----- Provided records -----

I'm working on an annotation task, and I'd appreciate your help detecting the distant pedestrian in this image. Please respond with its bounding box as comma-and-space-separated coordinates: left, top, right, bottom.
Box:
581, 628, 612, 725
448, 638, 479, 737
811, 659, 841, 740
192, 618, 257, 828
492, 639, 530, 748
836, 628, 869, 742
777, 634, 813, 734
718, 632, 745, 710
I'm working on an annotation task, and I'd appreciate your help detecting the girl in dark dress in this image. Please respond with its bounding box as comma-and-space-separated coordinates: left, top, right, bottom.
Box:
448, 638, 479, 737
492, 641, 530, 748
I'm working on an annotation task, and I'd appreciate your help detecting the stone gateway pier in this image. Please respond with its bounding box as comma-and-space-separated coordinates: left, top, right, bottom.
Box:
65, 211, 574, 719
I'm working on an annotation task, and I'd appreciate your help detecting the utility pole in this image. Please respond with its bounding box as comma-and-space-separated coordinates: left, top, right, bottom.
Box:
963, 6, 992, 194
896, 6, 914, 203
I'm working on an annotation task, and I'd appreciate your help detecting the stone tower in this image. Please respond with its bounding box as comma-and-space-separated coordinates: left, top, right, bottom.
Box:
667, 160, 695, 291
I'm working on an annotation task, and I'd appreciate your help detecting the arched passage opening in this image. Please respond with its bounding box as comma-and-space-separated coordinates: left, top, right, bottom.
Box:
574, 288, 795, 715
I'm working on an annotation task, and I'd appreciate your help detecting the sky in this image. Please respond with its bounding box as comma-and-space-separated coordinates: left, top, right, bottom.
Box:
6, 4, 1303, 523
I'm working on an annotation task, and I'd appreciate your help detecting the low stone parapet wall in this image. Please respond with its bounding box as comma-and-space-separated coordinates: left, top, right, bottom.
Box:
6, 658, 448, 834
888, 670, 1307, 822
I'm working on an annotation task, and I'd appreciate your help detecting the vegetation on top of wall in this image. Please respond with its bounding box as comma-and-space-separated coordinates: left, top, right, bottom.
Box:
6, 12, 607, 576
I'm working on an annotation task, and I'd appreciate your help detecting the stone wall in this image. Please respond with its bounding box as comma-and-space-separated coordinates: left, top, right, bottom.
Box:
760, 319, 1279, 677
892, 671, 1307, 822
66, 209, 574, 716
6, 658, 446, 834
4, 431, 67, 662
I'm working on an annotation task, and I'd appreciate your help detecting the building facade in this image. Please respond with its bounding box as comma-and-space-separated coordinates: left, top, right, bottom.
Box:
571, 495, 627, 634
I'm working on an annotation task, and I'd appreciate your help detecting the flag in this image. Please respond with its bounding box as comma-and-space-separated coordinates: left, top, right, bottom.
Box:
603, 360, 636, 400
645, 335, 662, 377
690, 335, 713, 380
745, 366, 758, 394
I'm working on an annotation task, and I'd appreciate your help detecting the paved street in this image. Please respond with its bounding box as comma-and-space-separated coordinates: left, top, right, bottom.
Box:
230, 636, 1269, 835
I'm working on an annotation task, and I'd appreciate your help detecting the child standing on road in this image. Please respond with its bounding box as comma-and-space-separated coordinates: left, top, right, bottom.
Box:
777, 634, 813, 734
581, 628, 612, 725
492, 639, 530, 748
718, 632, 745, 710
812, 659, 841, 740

-----

Challenge - Reproduce the material from the line with "detecting the building" up to and including the line with "745, 366, 758, 394", requests included. Leave the requests unchanged, but multiply every bounding-box coordinate in the answers by 1.25 and round to whole numbers, with halves rounded up.

Solution to this problem -
I'm working on an annotation task, and I'd appreciate your help detecting the building facade in this image. Please respond with its bounding box as comma-and-space-separated coordinates: left, top, right, bottom.
Box:
714, 619, 784, 793
I'm working on an annotation task, and I'd appreciate your help detecting the flag in this image. Please respond with its bounding box as comma-and-space-separated coordinates: left, top, right, bottom.
Box:
754, 450, 795, 500
806, 419, 828, 471
863, 419, 891, 475
931, 458, 948, 493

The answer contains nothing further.